* Instructions to follow:
Would it be possible to quote, exactly and in full, the lines from the one with "of the balcony" through the end of the entries below?

>> Begin

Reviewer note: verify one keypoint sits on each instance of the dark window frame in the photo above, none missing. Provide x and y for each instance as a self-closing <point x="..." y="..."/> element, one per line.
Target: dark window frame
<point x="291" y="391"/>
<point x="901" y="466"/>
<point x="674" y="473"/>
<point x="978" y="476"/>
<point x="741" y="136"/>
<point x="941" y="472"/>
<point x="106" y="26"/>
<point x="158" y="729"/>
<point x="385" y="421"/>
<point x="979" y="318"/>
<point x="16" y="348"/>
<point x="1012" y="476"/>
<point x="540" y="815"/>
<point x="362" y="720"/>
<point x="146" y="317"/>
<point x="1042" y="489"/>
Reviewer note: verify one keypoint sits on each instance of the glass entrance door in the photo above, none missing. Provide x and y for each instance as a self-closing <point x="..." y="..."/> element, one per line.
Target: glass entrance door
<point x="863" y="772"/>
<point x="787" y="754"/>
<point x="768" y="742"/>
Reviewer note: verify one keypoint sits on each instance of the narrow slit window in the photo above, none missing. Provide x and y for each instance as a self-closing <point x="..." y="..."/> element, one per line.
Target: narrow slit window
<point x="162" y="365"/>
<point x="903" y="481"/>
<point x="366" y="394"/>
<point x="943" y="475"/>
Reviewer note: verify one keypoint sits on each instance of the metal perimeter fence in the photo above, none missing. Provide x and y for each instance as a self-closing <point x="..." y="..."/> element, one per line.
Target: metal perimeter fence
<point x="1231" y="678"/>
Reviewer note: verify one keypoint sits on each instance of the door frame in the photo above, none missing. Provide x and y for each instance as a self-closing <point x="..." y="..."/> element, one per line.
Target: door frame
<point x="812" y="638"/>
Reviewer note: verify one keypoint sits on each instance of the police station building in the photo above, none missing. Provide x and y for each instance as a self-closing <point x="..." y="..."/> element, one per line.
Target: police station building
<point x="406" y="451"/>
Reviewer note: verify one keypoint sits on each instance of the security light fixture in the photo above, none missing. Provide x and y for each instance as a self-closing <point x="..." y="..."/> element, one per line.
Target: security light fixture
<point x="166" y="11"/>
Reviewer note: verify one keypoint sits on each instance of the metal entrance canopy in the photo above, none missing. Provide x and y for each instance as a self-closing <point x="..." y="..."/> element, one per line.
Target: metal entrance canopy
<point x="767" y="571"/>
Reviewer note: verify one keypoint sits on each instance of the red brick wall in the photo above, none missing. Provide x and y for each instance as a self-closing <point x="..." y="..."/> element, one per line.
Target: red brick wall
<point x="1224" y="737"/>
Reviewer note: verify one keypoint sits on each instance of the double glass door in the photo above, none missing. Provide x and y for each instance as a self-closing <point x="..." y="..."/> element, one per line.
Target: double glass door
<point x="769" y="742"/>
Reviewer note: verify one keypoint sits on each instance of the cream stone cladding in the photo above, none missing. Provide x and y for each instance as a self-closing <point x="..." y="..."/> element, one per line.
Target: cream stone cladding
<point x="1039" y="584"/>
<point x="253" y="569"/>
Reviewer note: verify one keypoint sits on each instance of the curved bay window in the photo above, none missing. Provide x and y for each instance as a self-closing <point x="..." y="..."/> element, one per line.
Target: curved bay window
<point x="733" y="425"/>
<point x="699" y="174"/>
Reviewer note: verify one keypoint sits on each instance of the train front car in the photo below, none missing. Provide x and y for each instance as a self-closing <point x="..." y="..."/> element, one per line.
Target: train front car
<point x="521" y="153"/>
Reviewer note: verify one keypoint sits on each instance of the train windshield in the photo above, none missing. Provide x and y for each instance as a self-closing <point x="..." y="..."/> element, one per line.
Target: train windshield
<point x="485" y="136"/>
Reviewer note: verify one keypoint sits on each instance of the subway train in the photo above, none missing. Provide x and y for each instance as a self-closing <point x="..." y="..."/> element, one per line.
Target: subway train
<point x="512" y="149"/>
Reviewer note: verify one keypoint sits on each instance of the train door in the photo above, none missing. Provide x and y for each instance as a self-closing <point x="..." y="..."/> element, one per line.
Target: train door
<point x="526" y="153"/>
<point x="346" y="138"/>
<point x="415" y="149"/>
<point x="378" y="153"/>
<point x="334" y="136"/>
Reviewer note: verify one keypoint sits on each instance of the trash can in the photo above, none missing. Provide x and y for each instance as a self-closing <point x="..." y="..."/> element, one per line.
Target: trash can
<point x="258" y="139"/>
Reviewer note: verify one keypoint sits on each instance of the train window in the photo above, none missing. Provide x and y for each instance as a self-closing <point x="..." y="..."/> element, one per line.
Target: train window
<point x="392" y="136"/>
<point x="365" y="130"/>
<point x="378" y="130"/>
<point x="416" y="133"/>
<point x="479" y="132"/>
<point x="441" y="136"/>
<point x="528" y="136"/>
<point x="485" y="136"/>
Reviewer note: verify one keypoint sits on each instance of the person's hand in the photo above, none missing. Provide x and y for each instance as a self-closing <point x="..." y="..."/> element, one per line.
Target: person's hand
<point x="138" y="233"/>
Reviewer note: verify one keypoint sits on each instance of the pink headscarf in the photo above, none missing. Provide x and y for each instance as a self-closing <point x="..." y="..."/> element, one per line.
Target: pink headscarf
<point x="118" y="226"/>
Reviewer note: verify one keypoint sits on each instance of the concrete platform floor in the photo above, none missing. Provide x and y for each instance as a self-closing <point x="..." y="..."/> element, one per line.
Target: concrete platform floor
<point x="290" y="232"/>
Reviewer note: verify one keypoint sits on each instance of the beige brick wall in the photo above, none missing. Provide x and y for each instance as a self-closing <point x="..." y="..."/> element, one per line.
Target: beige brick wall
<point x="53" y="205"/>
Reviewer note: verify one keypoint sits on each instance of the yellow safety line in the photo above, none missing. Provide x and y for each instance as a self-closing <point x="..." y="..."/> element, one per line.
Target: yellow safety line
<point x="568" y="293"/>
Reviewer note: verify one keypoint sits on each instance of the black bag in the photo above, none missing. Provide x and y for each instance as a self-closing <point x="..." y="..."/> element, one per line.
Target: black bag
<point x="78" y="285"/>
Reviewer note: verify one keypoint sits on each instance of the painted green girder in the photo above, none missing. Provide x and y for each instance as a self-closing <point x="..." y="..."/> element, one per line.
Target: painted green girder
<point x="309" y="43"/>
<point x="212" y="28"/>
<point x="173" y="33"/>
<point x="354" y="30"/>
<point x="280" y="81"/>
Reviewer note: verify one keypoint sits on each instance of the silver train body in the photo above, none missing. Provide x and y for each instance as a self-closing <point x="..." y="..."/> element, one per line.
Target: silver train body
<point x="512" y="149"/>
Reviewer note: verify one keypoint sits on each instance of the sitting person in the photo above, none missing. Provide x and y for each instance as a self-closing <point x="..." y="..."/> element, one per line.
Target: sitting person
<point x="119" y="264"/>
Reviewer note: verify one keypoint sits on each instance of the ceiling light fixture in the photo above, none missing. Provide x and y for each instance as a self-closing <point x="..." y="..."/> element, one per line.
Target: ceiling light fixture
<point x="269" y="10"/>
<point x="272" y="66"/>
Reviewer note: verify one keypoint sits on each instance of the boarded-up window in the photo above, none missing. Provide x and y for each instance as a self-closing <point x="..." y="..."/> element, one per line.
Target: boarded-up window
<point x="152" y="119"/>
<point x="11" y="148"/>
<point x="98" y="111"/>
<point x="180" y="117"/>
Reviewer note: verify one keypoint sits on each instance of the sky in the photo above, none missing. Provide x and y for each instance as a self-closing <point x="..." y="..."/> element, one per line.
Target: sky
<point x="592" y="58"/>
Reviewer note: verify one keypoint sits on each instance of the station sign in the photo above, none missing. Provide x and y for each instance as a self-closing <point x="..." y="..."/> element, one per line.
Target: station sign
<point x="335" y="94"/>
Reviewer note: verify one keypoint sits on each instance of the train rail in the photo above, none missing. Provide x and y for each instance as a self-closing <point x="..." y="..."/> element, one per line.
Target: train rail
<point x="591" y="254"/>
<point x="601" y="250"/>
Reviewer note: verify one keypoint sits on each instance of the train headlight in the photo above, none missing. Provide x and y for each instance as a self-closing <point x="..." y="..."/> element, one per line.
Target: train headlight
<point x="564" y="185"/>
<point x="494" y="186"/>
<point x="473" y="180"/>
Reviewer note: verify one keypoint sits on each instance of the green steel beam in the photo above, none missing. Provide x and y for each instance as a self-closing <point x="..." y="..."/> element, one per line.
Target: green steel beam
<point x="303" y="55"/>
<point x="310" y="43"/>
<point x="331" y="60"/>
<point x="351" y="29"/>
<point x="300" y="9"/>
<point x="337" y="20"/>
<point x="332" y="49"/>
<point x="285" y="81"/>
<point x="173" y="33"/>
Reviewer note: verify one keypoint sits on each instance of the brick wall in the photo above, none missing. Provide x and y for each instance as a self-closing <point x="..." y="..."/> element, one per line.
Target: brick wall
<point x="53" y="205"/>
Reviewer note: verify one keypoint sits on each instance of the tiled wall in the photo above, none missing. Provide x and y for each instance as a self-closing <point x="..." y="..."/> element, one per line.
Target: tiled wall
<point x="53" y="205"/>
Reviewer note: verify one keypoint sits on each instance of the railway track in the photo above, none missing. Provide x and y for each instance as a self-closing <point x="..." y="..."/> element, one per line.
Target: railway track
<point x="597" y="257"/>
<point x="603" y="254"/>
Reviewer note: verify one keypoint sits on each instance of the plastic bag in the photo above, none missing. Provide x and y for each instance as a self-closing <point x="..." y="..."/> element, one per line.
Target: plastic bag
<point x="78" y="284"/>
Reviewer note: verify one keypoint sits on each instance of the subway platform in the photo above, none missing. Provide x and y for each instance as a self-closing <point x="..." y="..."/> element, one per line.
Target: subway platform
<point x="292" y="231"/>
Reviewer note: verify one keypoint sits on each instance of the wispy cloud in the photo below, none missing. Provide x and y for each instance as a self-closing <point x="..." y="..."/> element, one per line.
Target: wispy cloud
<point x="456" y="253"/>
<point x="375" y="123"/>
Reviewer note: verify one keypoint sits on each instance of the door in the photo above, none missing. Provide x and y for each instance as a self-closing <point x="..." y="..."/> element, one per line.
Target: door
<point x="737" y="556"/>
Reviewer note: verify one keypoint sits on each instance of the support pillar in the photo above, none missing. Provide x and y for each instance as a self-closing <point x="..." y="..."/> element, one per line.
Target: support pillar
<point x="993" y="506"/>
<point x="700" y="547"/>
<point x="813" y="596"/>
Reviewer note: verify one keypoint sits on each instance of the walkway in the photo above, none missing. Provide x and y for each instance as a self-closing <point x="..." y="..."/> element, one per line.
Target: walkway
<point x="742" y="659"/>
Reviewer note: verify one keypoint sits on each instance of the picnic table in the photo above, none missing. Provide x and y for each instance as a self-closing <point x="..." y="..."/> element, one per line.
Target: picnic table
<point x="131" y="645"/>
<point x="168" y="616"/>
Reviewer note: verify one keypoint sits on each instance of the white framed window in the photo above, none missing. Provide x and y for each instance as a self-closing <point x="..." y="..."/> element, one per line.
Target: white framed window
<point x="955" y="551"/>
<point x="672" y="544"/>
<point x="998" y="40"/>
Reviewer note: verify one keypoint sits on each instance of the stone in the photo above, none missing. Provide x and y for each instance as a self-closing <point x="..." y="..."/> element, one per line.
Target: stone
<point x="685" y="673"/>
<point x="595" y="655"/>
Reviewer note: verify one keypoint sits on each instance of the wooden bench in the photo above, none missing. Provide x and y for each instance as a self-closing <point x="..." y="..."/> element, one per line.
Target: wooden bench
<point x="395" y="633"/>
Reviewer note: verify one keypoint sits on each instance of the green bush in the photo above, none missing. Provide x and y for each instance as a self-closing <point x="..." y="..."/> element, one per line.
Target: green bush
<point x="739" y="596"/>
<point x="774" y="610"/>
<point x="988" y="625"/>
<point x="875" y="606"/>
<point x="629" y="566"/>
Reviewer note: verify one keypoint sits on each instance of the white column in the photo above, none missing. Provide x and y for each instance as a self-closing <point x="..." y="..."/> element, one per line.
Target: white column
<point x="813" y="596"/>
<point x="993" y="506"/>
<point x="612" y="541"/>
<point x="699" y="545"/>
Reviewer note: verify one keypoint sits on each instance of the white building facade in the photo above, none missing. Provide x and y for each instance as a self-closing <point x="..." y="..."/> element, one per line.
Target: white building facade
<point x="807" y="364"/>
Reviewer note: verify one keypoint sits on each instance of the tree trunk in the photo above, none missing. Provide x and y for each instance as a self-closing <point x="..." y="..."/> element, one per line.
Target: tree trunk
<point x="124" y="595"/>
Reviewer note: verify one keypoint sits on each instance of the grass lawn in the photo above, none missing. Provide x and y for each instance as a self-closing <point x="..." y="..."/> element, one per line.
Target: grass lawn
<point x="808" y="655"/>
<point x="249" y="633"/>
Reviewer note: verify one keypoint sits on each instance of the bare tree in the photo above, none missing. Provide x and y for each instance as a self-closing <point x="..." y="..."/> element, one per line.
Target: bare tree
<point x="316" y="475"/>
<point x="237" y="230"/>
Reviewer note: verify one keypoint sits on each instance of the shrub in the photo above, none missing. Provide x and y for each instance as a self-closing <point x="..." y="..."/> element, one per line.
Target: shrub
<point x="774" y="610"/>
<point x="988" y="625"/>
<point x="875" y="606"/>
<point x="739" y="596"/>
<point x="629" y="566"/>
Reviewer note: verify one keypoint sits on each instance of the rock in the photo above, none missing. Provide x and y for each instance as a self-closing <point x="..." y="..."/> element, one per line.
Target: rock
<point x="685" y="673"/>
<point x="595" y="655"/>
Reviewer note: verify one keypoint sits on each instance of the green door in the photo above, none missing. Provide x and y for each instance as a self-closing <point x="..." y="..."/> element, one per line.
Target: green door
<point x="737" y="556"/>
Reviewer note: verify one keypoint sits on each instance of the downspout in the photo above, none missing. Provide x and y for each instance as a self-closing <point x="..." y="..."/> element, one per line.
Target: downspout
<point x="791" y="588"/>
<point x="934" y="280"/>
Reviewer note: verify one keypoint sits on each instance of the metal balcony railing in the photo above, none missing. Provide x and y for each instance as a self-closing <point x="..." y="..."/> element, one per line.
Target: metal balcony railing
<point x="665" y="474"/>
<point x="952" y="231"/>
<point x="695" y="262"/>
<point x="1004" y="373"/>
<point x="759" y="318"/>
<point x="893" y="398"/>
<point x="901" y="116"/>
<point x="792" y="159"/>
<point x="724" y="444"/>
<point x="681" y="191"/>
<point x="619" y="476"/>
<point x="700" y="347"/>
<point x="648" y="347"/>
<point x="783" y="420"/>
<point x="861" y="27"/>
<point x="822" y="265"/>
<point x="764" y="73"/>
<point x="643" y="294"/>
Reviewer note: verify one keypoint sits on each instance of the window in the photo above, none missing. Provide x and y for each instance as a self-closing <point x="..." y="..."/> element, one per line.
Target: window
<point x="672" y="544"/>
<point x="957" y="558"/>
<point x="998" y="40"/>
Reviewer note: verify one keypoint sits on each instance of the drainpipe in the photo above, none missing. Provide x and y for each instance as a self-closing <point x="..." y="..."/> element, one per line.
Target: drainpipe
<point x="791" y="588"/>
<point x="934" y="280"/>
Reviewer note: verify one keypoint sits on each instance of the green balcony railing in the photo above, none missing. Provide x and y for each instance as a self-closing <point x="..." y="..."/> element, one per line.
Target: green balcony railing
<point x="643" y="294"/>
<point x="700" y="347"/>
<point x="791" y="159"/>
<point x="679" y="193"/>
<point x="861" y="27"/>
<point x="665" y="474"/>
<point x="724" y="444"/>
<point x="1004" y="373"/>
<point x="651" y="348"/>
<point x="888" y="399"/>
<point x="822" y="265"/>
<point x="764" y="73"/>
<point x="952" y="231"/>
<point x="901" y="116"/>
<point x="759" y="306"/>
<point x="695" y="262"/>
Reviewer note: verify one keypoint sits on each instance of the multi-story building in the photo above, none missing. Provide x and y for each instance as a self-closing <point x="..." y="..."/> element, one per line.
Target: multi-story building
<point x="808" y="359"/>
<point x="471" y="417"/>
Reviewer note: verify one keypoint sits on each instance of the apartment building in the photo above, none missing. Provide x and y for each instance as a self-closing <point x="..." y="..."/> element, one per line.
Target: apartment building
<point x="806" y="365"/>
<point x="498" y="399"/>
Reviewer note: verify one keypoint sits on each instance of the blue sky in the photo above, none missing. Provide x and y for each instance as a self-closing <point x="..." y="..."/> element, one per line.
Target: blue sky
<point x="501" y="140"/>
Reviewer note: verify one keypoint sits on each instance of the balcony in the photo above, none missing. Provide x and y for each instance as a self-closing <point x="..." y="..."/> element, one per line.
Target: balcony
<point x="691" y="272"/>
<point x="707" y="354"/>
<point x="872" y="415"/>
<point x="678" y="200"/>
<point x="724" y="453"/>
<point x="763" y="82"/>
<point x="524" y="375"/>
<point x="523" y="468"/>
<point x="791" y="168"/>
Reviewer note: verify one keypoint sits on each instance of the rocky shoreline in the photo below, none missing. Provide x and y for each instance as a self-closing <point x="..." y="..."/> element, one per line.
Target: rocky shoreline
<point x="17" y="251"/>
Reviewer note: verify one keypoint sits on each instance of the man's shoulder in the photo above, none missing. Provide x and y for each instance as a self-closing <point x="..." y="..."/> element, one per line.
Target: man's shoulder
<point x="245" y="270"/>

>> End

* Solution:
Reviewer note: verify one keypoint sits on each instance of the balcony in the photo above, none missing. Provide x and y for each instance as a self-closing <point x="..." y="..."/> element, one per line.
Target: balcony
<point x="691" y="272"/>
<point x="707" y="354"/>
<point x="872" y="415"/>
<point x="678" y="200"/>
<point x="724" y="453"/>
<point x="763" y="82"/>
<point x="524" y="375"/>
<point x="523" y="468"/>
<point x="791" y="168"/>
Reviewer note: verify one keypoint sits on each instance of the rocky shoreline in the photo below, none missing. Provide x and y for each instance as a self-closing <point x="..." y="..."/> element, one per line.
Target: rocky shoreline
<point x="17" y="251"/>
Reviewer note: verify one keypoint sits on each instance of the man's shoulder in the photo above, none missing. Provide x and y for each instance as a self-closing <point x="..." y="..."/> element, one per line.
Target: man's shoulder
<point x="245" y="270"/>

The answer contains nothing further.